Stated exercise.
Reproduce, word for word, the part of the article on Zimbabwe's diamond mining consolidation that opens with the words containing "MINES and Mining" and closes with "hold 50 percent.".

--- Quoted passage ---

Minister of Mines Walter Chidhakwa

MINES and Mining Development minister Walter Chidhakwa says there has been resistance, by some diamond miners, of the proposed consolidation of companies in the subsector as most risk losing out on shareholding as they did not make significant investment into their operations.

Seven companies operating in Marange namely Mbada Diamonds, Anjin, Marange Resources, Gye Nyame, Kusena, Jinan and the Diamond Mining Company are set to merge into one entity where Government will hold 50 percent.

Chidhakwa told the 2015 Zimbabwe Mining and Infrastructure Indaba that the firms misrepresented that they had invested significantly into mining equipment and machinery, yet they leased the equipment and had little value of their own on their balance sheets.

Chidhakwa said despite resistance, Government is not going to look back. “The drastic fall in diamond production calls for swift action as the companies have not invested beyond alluvial.

“Companies did not bring in the required capital for exploration as they concentrated on alluvial mining, that is why as Government we are moving to consolidate the companies to save the future of the sector and we are not looking back. Our position is that Government has enunciated a policy, and that policy is that we will have one diamond mining company in this country,” he said.

Chidhakwa said the consolidation model which is based on valuations of equipment and other investments will see other companies getting minimal shareholding as they were using hired equipment. “We needed to develop a model for bringing the companies together and we started with the valuations which unearthed such issues,” he said.

He said exploration holds the key to the future of the diamond sector as there are indications there are between 105 and 150 kimberlitic pipes in the mining area of Chiadzwa.

Chidhakwa said of all the mineral sectors in the country, it’s the diamond sector which is in shambles as there is a lot of misrepresentation.

The minister said Zimbabwe has put in place different policies that will enable it to achieve set targets under the country’s economic blueprint, ZimAsset. “The success of this blueprint is mainly hinged on exploration and beneficiation in the mining sector, that way the country will fully benefit from mining,” he said.

To address some of the issues affecting the mining sector, Chidhakwa, said Government is finalising amendments to the Mines and Minerals Act which will soon be tabled before parliament. “This will guarantee mineral exploration, give mines long tenure to mining leases and address issues of levies and taxes,” he said.

--- Entries provided ---

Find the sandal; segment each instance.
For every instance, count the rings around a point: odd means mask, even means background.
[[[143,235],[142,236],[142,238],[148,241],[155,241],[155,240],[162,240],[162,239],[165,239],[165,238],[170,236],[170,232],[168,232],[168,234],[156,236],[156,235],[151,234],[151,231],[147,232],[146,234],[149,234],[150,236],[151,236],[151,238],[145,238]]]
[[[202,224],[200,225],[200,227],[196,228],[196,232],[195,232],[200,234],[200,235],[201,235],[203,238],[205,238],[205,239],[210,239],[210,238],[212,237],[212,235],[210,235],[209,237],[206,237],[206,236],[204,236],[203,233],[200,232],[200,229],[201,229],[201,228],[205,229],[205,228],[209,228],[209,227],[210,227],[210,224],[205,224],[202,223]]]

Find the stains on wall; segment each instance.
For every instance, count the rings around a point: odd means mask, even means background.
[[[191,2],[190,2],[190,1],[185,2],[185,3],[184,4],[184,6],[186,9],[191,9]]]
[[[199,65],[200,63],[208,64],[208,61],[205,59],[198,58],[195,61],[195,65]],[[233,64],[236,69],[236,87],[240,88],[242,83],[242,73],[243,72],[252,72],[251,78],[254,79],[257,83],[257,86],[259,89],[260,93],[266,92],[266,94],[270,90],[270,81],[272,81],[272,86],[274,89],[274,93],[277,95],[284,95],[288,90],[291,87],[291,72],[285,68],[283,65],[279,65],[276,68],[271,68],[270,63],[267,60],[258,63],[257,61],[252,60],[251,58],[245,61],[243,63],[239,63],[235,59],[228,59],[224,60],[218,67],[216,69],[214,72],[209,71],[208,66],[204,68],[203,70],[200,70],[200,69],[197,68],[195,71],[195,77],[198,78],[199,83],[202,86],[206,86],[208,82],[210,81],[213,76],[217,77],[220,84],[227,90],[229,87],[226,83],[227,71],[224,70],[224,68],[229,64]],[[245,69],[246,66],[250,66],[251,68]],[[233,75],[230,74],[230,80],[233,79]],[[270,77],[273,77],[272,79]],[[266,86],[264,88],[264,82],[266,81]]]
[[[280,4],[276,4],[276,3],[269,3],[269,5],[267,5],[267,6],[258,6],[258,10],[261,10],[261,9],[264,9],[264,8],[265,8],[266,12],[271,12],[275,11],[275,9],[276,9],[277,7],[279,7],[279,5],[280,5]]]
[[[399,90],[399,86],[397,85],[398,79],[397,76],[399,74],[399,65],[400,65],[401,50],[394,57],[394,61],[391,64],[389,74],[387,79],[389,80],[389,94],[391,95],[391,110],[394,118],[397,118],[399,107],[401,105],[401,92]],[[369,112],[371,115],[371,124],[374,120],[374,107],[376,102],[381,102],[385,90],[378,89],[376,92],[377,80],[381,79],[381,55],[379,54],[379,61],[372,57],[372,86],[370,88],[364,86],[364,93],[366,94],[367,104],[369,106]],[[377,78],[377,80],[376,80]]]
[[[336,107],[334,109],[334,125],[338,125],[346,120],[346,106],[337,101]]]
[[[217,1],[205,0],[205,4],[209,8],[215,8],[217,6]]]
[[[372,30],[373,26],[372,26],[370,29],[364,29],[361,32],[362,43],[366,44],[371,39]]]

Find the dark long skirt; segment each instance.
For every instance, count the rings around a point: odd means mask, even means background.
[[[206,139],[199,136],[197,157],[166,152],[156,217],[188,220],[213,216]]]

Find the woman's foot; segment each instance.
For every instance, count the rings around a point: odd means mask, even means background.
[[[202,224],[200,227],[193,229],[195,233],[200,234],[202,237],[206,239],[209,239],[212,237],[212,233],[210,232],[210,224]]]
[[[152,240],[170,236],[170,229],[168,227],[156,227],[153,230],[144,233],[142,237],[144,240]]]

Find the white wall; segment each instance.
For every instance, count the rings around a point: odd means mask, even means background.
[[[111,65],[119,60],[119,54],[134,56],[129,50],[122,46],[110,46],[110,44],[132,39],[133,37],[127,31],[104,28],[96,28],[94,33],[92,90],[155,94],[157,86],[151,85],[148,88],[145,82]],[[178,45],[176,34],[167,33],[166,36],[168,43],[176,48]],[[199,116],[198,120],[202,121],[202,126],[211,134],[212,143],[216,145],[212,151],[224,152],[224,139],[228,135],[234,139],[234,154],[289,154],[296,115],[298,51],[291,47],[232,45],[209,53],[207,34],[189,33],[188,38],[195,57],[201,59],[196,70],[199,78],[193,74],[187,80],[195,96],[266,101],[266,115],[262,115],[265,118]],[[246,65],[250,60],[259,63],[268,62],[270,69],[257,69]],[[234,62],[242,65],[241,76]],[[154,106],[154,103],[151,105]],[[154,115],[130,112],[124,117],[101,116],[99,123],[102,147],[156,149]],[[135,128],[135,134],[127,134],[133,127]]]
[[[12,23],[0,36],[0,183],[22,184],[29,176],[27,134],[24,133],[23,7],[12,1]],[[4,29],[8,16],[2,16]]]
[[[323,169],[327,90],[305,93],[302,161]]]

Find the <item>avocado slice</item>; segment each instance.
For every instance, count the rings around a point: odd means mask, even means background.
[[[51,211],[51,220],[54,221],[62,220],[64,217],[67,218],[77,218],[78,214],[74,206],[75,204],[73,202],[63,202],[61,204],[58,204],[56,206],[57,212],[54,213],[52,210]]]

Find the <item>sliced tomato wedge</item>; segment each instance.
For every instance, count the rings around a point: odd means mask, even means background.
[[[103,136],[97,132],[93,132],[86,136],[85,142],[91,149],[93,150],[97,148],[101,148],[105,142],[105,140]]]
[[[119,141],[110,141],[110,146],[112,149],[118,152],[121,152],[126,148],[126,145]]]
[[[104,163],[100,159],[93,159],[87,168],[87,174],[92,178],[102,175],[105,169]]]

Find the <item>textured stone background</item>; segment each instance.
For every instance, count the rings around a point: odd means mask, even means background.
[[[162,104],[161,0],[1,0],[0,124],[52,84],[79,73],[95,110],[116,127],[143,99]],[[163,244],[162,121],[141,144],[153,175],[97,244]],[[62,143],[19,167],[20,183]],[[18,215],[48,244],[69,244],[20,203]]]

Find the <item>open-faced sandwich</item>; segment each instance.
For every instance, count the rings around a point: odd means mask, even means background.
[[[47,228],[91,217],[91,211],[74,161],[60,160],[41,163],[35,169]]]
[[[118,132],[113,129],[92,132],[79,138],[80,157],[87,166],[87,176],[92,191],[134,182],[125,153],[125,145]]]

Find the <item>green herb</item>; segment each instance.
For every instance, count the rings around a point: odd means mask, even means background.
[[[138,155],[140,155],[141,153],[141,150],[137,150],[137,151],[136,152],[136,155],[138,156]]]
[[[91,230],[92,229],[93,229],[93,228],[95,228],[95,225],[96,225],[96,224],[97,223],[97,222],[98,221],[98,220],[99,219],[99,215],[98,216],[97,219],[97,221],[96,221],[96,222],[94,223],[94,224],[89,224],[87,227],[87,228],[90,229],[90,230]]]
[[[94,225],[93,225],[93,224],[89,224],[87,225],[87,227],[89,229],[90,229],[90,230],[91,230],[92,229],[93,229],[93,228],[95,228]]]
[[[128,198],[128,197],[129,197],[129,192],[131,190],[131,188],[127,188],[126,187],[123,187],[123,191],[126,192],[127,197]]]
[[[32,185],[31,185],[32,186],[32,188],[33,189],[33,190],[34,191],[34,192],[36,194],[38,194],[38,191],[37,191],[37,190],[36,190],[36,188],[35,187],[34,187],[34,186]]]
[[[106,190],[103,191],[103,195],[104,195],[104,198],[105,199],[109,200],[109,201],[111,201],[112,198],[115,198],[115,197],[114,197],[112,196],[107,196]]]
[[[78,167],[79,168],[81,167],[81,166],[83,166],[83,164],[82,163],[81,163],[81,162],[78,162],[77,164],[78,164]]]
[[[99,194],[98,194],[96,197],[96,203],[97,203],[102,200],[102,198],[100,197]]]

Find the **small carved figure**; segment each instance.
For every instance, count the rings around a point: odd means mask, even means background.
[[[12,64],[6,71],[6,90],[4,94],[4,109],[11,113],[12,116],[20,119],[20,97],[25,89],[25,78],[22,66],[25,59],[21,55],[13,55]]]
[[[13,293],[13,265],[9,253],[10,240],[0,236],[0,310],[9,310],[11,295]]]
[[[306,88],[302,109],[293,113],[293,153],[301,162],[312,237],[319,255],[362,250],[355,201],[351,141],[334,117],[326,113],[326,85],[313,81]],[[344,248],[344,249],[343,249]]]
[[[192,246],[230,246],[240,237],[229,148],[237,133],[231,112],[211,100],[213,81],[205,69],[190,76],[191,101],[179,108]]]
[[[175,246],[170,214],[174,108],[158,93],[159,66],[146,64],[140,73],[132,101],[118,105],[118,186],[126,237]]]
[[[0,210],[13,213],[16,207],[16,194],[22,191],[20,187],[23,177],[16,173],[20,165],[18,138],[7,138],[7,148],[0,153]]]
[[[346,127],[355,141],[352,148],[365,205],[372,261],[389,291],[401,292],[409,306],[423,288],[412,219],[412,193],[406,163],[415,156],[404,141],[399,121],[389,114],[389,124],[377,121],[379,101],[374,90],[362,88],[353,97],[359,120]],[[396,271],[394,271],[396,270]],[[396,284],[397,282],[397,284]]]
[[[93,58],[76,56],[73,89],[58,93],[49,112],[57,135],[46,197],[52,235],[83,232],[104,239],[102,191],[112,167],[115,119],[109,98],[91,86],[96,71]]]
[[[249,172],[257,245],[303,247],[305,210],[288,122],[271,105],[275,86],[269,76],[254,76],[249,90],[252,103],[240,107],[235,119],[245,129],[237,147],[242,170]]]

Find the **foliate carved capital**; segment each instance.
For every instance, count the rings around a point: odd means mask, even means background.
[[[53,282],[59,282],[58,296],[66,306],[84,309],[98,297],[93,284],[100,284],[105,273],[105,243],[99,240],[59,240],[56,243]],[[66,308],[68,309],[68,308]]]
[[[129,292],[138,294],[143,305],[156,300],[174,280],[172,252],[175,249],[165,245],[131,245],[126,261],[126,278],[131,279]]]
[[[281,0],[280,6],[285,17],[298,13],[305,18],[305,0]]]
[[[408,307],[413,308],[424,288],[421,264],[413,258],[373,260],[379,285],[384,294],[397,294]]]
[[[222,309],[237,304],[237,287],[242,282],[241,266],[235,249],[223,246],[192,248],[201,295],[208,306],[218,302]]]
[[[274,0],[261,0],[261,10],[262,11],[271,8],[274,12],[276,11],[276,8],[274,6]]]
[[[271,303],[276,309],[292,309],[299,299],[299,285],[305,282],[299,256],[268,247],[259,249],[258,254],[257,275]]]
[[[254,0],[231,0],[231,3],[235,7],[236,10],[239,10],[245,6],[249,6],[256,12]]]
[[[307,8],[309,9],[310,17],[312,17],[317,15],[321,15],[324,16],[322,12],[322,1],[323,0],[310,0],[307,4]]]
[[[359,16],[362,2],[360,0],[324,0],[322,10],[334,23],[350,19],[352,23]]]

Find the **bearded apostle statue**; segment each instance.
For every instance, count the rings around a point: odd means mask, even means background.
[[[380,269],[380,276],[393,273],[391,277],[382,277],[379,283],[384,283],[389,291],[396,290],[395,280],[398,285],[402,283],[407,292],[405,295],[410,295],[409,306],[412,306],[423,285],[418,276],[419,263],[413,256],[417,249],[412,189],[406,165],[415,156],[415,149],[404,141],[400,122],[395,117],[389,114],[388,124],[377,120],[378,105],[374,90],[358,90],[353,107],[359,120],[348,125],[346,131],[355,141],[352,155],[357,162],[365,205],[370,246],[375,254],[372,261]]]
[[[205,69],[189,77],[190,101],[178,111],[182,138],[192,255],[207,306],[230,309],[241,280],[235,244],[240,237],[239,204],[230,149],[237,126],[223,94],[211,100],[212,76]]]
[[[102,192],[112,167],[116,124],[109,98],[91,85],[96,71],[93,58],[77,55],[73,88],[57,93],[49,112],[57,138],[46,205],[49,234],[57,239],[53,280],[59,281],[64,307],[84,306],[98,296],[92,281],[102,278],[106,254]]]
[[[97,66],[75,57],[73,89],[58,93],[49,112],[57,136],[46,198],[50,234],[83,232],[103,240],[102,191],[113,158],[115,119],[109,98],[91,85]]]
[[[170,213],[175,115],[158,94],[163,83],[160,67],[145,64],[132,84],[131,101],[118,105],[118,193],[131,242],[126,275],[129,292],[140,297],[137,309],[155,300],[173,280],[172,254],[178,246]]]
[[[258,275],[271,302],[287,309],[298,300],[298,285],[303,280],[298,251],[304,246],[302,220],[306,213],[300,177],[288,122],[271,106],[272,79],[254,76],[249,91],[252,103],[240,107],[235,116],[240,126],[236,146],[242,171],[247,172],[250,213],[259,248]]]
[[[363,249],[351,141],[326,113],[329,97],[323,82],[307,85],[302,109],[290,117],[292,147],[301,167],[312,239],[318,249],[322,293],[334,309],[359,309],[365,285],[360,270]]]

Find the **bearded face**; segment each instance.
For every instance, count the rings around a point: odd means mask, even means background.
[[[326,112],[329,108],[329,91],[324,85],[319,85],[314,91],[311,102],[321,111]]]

---

The output.
MINES and Mining Development minister Walter Chidhakwa says there has been resistance, by some diamond miners, of the proposed consolidation of companies in the subsector as most risk losing out on shareholding as they did not make significant investment into their operations.

Seven companies operating in Marange namely Mbada Diamonds, Anjin, Marange Resources, Gye Nyame, Kusena, Jinan and the Diamond Mining Company are set to merge into one entity where Government will hold 50 percent.